■ Exercise tasks
1. In the excerpt on simulating data for the VDPO package, which argument selects between the two available functional coefficient shapes?
2. Continue the excerpt on simulating data for the VDPO package from its last line.
Selected excerpt Start Marker
The function returns a list containing:

  • y: Response variable
  • X_s: Noise-free functional covariate
  • X_se: Noisy functional covariate
  • Y_s, Y_se: Additional functional variables (if multivariate = TRUE)
  • x1: Non-functional covariate
  • x2: Vector of length N containing the observed values of the smooth term
  • smooth_term: vector of length N containing a smooth term
  • Beta: Array containing the true functional coefficients

Notes

  • The noise level in functional covariates is proportional to their variance
  • Two different functional coefficient shapes are available (controlled by beta_index)

This data generation function allows users to create various scenarios for testing and evaluating variable domain functional regression models implemented in the VDPO package.

Visualizing Simulated Data

To better understand the structure of the simulated data, let’s create some visualizations. We’ll look at both multiple functional curves and compare an original curve with its noisy version.

Multiple Functional Curves

First, let’s visualize multiple functional curves generated by our simulation:

library(ggplot2)
library(tidyr)
library(dplyr)

# Generate sample data
set.seed(42)
sim_data <- data_generator_vd(N = 100, J = 100)

# Select specific rows for plotting
selected_rows <- c(20, 30, 60, 80)

# Prepare data for plotting - Multiple curves
plot_data_multiple <- data.frame(
  time = rep(1:ncol(sim_data$X_s), length(selected_rows)),
  value = as.vector(t(sim_data$X_s[selected_rows, ])),
  curve = factor(rep(paste("Subject", selected_rows), each = ncol(sim_data$X_s)))
)

# Remove NA values while maintaining curve integrity
plot_data_multiple <- plot_data_multiple %>%
  group_by(curve) %>%
  mutate(is_na = is.na(value)) %>%
  filter(cumsum(is_na) == 0) %>%
  select(-is_na)
Selected excerpt End Marker
Records shown Start Marker
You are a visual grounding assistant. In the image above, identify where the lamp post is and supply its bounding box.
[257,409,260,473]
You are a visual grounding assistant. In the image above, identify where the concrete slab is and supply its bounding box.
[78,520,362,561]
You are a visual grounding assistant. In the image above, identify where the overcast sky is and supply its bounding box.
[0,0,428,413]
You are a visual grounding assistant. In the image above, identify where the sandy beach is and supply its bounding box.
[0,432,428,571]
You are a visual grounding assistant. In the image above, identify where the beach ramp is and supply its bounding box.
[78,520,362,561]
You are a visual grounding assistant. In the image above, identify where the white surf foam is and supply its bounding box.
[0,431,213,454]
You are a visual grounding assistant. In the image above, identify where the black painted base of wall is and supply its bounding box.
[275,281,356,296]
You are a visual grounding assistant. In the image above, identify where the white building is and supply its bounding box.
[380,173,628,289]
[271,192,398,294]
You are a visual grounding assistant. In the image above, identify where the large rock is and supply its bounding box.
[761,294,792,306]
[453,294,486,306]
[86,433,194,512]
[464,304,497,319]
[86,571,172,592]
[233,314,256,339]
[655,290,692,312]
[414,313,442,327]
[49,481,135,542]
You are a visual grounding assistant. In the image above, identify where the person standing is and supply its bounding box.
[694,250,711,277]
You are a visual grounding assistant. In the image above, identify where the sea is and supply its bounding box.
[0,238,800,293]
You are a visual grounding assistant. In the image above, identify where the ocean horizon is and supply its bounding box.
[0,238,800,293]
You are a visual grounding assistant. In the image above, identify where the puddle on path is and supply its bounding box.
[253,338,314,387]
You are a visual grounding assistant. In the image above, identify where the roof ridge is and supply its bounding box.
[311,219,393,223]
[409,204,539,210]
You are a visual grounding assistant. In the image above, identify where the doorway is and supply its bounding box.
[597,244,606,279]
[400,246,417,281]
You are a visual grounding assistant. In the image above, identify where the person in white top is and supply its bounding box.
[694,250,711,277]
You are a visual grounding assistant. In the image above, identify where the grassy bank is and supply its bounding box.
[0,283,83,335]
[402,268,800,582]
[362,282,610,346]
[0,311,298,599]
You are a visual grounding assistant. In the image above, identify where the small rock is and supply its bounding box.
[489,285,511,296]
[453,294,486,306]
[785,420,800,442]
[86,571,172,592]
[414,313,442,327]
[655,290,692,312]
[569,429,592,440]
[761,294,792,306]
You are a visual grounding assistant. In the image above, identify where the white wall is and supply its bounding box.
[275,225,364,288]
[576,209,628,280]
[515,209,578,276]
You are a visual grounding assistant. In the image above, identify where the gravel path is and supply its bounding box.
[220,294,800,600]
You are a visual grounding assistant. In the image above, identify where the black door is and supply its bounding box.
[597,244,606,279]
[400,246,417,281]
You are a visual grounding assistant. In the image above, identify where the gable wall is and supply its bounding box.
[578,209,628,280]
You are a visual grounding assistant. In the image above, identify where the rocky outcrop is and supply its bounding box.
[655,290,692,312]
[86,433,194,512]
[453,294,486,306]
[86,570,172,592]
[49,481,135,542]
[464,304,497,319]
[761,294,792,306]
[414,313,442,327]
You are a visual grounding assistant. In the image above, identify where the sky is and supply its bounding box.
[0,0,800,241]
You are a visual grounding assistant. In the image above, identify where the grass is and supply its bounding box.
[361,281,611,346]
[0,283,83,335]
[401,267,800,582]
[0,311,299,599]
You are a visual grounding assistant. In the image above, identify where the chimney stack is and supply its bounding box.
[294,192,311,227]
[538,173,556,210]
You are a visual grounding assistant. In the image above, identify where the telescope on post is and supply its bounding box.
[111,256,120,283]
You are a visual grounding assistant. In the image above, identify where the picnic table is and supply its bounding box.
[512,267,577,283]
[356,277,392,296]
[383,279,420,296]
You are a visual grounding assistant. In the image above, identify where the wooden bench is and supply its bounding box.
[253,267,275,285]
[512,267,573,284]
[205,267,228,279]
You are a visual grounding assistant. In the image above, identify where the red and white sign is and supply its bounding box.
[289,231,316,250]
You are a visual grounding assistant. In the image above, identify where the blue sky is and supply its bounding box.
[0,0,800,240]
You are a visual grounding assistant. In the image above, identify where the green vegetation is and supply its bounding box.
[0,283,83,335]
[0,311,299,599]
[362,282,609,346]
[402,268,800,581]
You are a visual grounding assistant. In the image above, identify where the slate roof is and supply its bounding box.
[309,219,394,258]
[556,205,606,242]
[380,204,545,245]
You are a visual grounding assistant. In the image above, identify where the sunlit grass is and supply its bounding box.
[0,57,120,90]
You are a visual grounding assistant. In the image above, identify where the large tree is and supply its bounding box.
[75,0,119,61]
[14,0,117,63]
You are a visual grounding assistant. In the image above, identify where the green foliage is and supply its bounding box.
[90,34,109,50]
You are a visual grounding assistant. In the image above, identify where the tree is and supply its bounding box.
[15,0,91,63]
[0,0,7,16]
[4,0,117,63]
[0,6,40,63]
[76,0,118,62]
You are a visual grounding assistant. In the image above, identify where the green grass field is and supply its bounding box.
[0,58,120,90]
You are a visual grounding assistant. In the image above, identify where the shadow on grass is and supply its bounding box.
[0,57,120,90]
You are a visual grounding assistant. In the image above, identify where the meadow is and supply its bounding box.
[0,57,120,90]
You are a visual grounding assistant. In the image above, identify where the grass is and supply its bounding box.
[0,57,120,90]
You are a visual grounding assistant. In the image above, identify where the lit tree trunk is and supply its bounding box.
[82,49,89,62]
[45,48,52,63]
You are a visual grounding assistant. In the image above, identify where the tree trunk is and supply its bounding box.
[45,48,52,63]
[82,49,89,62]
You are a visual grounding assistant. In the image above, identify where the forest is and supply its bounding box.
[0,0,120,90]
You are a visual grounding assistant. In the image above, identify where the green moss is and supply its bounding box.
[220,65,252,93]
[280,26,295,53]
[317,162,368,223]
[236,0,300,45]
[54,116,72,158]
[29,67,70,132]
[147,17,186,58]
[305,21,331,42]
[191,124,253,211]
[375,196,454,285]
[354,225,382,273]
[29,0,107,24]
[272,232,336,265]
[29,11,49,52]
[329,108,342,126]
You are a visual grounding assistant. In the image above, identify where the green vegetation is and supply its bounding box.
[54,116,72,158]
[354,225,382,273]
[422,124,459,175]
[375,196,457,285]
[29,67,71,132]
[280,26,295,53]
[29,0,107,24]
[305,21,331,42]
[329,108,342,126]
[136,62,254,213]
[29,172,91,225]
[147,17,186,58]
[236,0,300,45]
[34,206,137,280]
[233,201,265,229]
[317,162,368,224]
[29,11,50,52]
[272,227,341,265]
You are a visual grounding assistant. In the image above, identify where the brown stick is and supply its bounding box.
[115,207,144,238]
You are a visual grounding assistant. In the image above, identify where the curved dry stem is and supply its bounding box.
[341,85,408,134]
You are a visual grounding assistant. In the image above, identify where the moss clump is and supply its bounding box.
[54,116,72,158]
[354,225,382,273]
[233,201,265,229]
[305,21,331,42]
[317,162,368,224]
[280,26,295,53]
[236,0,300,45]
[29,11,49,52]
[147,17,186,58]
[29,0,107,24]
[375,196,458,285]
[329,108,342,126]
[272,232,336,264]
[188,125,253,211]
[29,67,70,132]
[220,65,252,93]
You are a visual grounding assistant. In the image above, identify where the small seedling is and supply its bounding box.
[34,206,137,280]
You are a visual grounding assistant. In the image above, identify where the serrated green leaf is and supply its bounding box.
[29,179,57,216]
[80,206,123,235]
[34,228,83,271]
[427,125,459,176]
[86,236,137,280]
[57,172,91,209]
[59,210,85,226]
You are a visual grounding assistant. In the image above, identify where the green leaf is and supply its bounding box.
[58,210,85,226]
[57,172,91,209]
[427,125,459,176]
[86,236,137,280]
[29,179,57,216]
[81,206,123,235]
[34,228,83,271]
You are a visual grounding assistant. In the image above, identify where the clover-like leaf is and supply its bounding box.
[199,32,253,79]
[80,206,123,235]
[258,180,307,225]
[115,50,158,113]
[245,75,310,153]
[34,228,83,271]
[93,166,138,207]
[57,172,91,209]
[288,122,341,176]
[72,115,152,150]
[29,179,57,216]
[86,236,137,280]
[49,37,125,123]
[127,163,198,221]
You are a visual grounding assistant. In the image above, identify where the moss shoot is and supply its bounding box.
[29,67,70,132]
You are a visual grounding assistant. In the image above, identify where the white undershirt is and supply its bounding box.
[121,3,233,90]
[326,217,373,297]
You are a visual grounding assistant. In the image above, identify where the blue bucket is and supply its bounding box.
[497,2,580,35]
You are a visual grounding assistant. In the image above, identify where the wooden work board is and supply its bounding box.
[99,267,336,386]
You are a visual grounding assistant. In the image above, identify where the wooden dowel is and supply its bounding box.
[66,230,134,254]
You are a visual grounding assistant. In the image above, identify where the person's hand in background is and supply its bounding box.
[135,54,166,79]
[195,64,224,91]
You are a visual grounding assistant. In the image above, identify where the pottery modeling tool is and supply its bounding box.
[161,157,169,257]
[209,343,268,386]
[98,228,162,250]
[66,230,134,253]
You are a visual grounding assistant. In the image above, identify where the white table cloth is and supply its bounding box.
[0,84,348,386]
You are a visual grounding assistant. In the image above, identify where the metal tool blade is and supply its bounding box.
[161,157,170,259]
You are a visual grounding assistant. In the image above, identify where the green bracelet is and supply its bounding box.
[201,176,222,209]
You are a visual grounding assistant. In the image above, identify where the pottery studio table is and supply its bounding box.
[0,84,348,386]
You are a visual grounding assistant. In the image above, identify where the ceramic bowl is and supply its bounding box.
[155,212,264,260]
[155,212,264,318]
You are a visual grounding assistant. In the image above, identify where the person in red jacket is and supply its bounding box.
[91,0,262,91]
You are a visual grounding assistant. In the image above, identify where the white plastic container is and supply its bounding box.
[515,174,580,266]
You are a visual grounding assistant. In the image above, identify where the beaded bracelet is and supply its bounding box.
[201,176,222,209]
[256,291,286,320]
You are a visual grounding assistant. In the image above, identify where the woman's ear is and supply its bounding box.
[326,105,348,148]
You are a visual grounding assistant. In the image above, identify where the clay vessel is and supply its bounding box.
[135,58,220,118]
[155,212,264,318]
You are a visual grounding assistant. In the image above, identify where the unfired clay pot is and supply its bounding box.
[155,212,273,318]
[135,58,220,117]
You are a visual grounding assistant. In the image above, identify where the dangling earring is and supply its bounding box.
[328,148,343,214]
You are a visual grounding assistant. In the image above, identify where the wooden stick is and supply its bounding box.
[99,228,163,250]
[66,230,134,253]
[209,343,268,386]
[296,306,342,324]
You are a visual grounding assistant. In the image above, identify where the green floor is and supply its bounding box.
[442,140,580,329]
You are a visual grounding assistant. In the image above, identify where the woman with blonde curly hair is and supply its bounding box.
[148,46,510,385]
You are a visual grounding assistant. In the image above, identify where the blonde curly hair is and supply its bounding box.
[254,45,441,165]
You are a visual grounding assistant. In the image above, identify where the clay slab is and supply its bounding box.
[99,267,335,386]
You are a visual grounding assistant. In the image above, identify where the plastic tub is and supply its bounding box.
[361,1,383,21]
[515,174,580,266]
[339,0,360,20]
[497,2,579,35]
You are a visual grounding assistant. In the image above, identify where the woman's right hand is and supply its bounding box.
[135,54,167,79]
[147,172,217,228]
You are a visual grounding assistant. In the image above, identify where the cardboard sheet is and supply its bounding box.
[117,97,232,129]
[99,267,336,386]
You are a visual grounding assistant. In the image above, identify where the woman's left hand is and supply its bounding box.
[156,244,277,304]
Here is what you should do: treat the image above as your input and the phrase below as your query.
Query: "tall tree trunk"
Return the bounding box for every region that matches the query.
Records shown End Marker
■ Task results
1. beta_index

2.
# Create a more professional color palette
colors <- c("#0072B2", "#D55E00", "#CC79A7", "#009E73", "#E69F00")

p1 <- ggplot(plot_data_multiple, aes(x = time, y = value, color = curve)) +
  geom_line(linewidth = 1) +
  theme_minimal(base_size = 12, base_family = "sans") +
  scale_color_manual(values = colors) +
  labs(
    title = "Variable Domain Functional Data",
    subtitle = "Selected subjects showing different domain lengths",
    x = "Time",
    y = "Value",
    color = "Subject ID"
  ) +
  theme(
    plot.title = element_text(hjust = 0.5, size = 16, face = "bold"),
    plot.subtitle = element_text(hjust = 0.5, size = 12, color = "gray40"),
    legend.position = "right",
    legend.title = element_text(face = "bold"),
    panel.grid.minor = element_blank(),
    panel.grid.major = element_line(color = "gray90"),
    panel.border = element_rect(color = "gray90", fill = NA),
    axis.title = element_text(face = "bold")
  )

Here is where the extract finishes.